### Çıkarılan metin
╭──

26 Haziran 2013 Çarşamba

GEZENTİP AMERİKA'DA -YAZI SERİSİ - 1 HAZIRLIK ULAŞIM KONAKLAMA


 

Resim 1: San Francisco’da bir sokak…

Amerika gezimizi 26 Ocak – 5 Şubat 2013 tarihleri arasında Los Angeles, San Francisco ve Las Vegas şehirlerinde gerçekleştirdik. Öncelikle ön hazırlıklar ve dikkat edilmesi gerekli bazı noktaları ele alarak yazımıza başlamak istiyorum. Daha sonra gezimizin ayrıntılarına geçeceğim.

╰──

### Veri kayıtları
╭──

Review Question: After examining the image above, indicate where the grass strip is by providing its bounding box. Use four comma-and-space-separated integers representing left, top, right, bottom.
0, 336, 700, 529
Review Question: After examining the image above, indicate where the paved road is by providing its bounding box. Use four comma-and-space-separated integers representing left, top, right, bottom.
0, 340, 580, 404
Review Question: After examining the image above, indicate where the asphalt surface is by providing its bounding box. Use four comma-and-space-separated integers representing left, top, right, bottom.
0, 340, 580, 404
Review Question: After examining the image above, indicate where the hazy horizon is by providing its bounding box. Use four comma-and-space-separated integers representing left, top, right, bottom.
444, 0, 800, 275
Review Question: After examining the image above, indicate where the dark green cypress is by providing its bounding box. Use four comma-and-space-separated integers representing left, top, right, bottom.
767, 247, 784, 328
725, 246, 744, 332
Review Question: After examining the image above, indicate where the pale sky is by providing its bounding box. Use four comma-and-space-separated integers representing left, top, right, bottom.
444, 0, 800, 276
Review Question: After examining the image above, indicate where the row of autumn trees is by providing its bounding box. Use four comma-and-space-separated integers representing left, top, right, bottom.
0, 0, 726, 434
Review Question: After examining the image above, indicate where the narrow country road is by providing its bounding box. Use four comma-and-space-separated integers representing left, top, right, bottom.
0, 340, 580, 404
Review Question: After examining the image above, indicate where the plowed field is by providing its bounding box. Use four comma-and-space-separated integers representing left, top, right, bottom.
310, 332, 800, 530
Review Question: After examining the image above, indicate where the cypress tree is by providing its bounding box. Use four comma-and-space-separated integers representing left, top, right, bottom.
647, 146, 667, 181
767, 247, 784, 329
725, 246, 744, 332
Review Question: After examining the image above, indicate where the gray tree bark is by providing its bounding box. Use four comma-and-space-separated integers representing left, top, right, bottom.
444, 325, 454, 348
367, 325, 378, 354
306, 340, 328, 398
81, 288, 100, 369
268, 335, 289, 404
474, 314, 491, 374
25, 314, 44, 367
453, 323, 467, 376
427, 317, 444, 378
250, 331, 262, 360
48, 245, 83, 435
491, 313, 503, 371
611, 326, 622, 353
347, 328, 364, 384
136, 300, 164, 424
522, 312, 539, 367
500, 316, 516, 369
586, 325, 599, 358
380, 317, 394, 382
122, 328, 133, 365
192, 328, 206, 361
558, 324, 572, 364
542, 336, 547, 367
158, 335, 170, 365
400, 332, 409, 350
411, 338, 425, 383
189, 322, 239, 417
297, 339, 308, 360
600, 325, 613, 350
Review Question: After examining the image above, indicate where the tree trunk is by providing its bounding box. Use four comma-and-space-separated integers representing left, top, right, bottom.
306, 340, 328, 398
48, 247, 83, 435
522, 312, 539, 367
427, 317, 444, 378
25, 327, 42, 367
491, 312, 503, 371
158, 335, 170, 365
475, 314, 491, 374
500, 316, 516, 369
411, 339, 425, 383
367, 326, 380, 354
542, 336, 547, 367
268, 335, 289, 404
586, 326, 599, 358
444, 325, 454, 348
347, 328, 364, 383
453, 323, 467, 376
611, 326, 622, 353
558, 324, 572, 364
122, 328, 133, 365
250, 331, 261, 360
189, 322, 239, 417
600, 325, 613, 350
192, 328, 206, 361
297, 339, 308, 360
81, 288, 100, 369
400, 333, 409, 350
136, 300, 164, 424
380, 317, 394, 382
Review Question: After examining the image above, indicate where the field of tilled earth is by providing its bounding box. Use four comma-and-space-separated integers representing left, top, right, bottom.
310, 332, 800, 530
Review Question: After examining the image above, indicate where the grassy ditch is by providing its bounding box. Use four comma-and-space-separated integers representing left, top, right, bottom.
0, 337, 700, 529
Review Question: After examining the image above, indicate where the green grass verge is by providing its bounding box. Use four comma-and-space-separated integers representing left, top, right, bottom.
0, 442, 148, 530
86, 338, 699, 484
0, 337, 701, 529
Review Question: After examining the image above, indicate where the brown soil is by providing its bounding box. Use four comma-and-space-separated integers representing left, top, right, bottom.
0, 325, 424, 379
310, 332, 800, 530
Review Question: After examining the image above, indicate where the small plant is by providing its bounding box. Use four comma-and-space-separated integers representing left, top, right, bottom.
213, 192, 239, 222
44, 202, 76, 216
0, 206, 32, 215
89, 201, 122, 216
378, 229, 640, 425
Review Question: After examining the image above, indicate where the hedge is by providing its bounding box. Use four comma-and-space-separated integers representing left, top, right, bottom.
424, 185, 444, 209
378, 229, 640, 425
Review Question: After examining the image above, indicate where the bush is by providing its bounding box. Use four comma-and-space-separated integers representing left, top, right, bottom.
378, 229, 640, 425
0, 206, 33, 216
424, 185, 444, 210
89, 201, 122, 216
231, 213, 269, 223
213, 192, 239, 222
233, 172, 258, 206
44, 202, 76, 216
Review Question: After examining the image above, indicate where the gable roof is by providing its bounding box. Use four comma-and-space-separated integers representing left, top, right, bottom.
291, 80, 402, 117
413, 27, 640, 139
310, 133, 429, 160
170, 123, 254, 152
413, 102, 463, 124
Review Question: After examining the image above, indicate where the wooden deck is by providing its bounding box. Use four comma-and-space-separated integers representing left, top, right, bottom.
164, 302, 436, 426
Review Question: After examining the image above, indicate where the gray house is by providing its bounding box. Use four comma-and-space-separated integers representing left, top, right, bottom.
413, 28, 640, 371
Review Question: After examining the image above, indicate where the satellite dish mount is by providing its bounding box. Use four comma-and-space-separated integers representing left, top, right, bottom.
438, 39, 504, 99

╰──

### Yönergeler
• a. Amerika gezisi yazısına göre şu ifadelerin doğru olup olmadığını evet ya da hayır ile belirtin ve her yanıtı metinden belirleyici sözleri aynen alıntılayarak destekleyin: (i) Gezi 26 Ocak'ta başladı. (ii) Resim 1 Las Vegas'ta bir sokağı gösteriyor. (iii) Yazı, gezinin ayrıntılarıyla başlıyor.
• b. Amerika gezisi yazısındaki şu bölümü yineleyin: "26 Haziran 2013" sözlerinin bulunduğu yerden başlayın ve "gezimizin ayrıntılarına geçeceğim." sözlerinden sonra durun.

### Yanıtlar
• a.
(i) Evet: "26 Ocak – 5 Şubat 2013 tarihleri arasında"
(ii) Hayır: "Resim 1: San Francisco’da bir sokak…"
(iii) Hayır: "Öncelikle ön hazırlıklar ve dikkat edilmesi gerekli bazı noktaları ele alarak yazımıza başlamak istiyorum."

• b.
26 Haziran 2013 Çarşamba

GEZENTİP AMERİKA'DA -YAZI SERİSİ - 1 HAZIRLIK ULAŞIM KONAKLAMA


 

Resim 1: San Francisco’da bir sokak…

Amerika gezimizi 26 Ocak – 5 Şubat 2013 tarihleri arasında Los Angeles, San Francisco ve Las Vegas şehirlerinde gerçekleştirdik. Öncelikle ön hazırlıklar ve dikkat edilmesi gerekli bazı noktaları ele alarak yazımıza başlamak istiyorum. Daha sonra gezimizin ayrıntılarına geçeceğim.